Source records
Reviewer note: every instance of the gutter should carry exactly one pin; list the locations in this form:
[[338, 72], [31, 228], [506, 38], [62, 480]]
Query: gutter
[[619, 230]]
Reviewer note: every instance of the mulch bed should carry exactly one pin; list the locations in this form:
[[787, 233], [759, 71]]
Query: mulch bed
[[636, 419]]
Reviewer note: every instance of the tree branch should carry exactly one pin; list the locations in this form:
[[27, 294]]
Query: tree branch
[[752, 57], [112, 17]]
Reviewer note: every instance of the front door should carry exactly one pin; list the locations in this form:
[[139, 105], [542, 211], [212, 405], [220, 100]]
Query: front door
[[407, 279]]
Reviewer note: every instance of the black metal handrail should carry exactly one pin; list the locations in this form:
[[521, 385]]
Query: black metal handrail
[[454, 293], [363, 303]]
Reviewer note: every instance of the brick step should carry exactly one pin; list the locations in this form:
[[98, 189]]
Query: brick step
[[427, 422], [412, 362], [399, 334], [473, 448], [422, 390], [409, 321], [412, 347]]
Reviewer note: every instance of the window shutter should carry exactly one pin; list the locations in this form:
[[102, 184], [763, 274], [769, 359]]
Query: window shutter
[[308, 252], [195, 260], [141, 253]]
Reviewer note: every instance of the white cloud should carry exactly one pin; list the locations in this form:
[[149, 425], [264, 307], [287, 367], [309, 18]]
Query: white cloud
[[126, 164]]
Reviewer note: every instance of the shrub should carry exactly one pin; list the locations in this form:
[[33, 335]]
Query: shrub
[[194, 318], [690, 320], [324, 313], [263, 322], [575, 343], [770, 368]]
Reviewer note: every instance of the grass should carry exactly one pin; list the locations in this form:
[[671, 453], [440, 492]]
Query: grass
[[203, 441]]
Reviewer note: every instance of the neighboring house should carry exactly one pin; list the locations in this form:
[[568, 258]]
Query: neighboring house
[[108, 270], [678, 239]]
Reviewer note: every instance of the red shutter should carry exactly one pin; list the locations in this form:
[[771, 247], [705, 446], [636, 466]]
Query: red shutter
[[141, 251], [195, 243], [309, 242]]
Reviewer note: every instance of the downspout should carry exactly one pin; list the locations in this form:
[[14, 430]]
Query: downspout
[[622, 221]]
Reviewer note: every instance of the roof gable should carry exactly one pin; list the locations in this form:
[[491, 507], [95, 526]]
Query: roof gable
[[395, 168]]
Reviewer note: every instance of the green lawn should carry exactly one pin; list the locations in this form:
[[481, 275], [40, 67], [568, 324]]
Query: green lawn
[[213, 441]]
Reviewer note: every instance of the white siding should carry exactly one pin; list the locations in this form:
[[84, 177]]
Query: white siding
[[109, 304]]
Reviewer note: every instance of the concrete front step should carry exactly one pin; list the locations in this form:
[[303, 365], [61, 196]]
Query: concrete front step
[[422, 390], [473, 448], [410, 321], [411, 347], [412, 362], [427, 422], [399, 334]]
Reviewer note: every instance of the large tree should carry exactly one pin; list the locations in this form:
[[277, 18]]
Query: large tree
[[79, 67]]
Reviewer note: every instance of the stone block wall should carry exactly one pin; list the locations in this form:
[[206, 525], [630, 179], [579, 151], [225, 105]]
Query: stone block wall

**WORK REQUIRED**
Copy out every line of the data in which the word "stone" is found.

**ANSWER TO THIS TASK**
Reviewer note: every instance of the stone block wall should carry exactly one pin; list the locations in this form:
Query: stone block wall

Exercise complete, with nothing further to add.